*** EXTRACTED ENTRIES ***
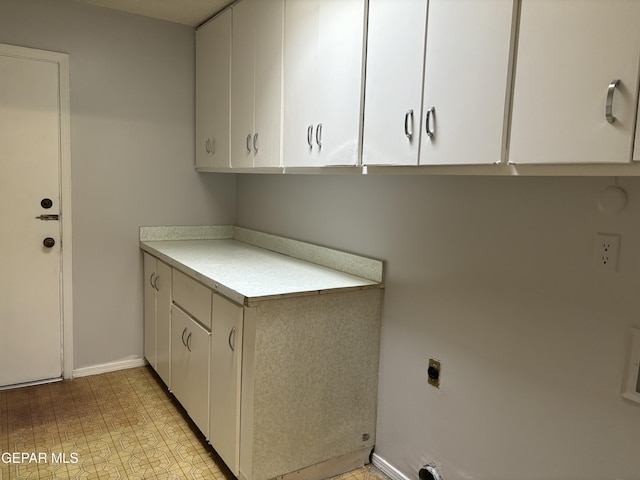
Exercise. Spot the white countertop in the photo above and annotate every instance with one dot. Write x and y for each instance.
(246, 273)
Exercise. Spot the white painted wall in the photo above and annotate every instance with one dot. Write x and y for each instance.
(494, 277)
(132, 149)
*** End of EXTRACTED ENTRIES ***
PROBLEM STATEMENT =
Every line above is to be given again exactly, apart from the pictures.

WRITTEN RESPONSE =
Exercise. Spot the white countertop in the photo above and annotate every instance with one dot. Write x and y for each instance.
(246, 273)
Exercise. Spot the white painted wall in the photo above and annotate every instance with one dot. Write x and y for each instance.
(494, 277)
(132, 149)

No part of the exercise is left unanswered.